▶ [ANFORDERUNG 1]: Welche verschiedenen Direktiven kommen in der .htaccess-Konfiguration im Textblock vor? Nenne jede nur einmal.
▶ [ANFORDERUNG 2]: Welche URL wäre laut dem Textblock für die Adresse https://meinedomain.de/?p=tickets&id=12 am besten?

▶ [TEXTBLOCK]:
# .htaccess Pretty URL



## Tadel (23. Februar 2022)

Hallo alle miteinander.

Ich habe die Suche schon benutzt, allerdings leider nicht das passende gefunden.

Ich habe mein Script so aufgebaut, dass die Seiten wie folgt aufgerufen werden:

*https://meinedomain.de/?p=home* dashboard usw.

Nun habe ich in der .htaccess folgendes damit meine URL so aussieht *https://meinedomain.de/home*:

RewriteEngine On
RewriteBase /
RewriteCond %{REQUEST_FILENAME} !-f
RewriteCond %{REQUEST_FILENAME} !-d
RewriteRule ^(.*)$ index.php?p=$1 [L,QSA]

Das funktioniert soweit wunderbar.

Allerdings gebe ich auf anderen Seiten weitere Variablen mit wie eine ID, einen Namen oder sogar beides.
Beispiel: *https://meinedomain.de/?p=tickets&id=12*
dort wäre dann natürlich *https://meinedomain.de/tickets/id/12 *am besten.

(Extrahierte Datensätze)
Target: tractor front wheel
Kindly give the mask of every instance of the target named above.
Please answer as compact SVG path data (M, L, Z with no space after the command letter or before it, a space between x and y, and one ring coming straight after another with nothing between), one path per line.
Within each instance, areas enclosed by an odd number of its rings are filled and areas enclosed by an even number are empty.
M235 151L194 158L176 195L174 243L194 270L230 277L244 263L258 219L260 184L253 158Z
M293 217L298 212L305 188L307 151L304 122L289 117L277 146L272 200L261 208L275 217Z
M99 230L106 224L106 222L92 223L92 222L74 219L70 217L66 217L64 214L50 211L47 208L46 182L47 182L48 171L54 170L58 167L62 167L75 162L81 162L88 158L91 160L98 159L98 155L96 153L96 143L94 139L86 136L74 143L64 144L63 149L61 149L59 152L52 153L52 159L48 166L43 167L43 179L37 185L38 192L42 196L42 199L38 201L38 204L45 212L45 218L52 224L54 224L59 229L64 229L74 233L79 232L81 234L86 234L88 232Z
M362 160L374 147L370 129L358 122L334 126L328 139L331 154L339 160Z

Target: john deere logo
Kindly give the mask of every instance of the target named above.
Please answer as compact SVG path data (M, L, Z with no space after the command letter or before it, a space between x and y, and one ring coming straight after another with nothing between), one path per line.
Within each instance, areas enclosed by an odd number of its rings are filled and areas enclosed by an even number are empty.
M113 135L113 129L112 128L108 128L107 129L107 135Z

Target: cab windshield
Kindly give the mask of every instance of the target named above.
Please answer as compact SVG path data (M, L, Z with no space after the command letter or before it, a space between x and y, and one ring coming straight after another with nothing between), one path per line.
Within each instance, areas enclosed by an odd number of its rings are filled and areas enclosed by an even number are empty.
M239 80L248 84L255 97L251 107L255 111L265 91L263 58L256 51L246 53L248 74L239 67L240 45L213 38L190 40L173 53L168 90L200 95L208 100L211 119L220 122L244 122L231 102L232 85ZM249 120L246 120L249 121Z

* * *

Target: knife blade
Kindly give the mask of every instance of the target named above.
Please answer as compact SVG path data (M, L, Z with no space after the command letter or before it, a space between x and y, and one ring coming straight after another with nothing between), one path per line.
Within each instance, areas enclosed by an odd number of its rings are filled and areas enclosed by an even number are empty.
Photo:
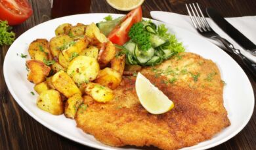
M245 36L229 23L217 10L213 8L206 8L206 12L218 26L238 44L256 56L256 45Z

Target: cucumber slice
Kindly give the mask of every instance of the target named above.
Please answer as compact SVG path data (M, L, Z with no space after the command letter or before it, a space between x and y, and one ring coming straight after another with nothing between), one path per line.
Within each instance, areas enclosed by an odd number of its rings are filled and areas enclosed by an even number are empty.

* * *

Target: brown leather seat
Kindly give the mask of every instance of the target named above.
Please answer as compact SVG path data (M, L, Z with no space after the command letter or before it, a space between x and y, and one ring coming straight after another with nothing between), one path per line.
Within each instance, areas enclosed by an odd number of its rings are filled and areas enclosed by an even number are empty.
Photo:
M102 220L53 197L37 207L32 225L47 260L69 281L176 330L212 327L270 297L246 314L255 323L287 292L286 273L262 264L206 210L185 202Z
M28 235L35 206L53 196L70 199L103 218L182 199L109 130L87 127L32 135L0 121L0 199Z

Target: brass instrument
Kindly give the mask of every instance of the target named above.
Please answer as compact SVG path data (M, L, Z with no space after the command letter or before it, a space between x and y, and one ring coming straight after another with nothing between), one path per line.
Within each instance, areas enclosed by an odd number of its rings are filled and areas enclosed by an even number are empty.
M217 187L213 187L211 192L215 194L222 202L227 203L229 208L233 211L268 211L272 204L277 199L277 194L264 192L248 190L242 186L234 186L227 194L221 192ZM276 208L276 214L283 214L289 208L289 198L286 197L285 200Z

▶ [RICHTIGE ANTWORT 1]: RewriteEngine, RewriteBase, RewriteCond, RewriteRule

▶ [RICHTIGE ANTWORT 2]: https://meinedomain.de/tickets/id/12